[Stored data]
=======
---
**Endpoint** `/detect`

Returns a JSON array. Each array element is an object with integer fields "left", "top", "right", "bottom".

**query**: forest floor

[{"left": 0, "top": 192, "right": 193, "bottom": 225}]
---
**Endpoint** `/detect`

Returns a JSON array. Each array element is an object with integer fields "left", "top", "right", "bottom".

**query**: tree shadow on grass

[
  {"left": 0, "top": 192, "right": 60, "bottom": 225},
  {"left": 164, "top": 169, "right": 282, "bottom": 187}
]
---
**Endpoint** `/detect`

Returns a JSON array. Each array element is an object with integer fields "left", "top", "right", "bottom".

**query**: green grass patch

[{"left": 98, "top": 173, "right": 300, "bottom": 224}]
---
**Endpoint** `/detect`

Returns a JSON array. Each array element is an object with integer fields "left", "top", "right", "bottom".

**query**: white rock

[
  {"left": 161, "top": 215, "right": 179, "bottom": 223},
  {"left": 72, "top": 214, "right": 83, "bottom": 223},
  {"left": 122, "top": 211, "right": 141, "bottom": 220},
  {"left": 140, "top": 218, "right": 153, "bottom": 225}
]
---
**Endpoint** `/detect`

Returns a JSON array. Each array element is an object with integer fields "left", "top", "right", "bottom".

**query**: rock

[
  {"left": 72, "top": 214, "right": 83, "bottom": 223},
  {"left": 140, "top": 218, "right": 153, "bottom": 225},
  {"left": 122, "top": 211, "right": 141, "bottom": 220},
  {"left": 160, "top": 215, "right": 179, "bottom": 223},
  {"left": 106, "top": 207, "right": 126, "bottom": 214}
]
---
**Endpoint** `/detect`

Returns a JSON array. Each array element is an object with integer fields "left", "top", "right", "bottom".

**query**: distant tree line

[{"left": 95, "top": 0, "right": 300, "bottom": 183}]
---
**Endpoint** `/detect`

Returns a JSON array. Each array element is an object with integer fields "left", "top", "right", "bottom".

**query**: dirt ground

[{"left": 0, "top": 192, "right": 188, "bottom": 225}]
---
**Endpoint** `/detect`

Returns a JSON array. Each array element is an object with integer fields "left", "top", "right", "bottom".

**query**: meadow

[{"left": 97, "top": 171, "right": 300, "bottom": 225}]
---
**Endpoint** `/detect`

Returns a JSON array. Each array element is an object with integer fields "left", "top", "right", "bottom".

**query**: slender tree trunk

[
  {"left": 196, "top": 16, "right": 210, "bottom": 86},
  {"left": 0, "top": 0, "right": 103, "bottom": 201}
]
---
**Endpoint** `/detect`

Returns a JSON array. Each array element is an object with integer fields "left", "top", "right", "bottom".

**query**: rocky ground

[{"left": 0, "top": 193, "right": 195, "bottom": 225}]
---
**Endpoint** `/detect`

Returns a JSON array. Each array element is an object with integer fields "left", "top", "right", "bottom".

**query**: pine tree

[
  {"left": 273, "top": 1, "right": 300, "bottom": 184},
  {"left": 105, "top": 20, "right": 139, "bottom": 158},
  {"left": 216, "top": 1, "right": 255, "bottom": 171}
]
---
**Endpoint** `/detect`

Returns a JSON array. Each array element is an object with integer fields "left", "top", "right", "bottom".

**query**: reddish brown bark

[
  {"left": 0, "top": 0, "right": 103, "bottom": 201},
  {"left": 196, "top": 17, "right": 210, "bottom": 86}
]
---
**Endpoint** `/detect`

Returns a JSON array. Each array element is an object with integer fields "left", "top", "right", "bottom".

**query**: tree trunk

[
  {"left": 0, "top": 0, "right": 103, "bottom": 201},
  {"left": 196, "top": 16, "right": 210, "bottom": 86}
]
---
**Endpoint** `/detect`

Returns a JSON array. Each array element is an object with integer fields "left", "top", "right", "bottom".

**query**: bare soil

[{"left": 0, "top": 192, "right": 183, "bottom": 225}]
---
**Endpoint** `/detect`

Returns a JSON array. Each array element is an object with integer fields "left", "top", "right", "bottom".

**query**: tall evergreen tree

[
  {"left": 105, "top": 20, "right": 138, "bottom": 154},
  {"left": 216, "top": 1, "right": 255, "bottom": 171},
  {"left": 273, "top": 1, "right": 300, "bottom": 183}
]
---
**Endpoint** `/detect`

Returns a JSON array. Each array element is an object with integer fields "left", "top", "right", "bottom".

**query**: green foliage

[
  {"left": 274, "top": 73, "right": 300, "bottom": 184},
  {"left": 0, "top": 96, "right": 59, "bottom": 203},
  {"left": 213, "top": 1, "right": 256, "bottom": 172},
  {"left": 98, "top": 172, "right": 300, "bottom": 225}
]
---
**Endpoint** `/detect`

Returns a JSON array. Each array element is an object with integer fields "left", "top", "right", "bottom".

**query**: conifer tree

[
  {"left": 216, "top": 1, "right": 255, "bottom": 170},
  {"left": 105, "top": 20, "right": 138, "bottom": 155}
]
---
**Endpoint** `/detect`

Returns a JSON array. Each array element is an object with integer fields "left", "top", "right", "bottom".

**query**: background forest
=======
Request: How many lines in the listing contain the string "tree"? Respond with the number alone.

Exercise output: 7